··· Fragmento seleccionado ···

Ayer participé en la asamblea del grupo de salud formado a raíz de la acampada en la Puerta del Sol. Desde hace unas semanas se está elaborando un manifiesto que sirva de herramienta de trabajo para poder trabajar este tema en los diferentes barrios donde ha comenzado a desarrollarse la dinámica asamblearia.
A través de las asambleas y de la lista de correos van llegando informaciones y debates. Se trata de un tema apasionante y con mucho puntos "calientes" que merece la pena revisar, como efectivamente se está haciendo.
Pero hay uno de ellos que cobra especial relevancia por lo que supone de desafío de encuentro entre dos mundos muy separados: el de la medicina convencional y el de las medicinas "naturales" o no convencionales. Ayer de nuevo insistieron representantes de estas medicinas en que para ellos es importante ver reflejados determinados puntos que consideraban esenciales para reflejar su situación y la realidad de que sobre la salud hay diversas concepciones y paradigmas, siendo su línea de trabajo respaldada por un numero importante de personas en nuestra sociedad.

··· Material extraído ···

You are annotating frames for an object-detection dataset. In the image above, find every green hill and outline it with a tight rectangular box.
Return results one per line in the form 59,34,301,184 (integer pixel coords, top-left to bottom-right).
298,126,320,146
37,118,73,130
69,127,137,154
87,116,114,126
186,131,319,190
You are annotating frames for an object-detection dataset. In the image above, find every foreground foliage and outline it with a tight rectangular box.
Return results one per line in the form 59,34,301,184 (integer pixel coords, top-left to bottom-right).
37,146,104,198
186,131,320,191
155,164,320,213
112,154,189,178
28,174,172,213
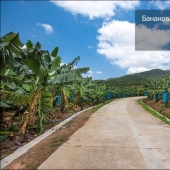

···

= Requisitos del ejercicio =
Traduce al inglés esta oración del fragmento sobre el grupo de salud: «A través de las asambleas y de la lista de correos van llegando informaciones y debates.» Responde basándote solo en el fragmento.

= Respuesta =
Information and debates keep coming in through the assemblies and the mailing list.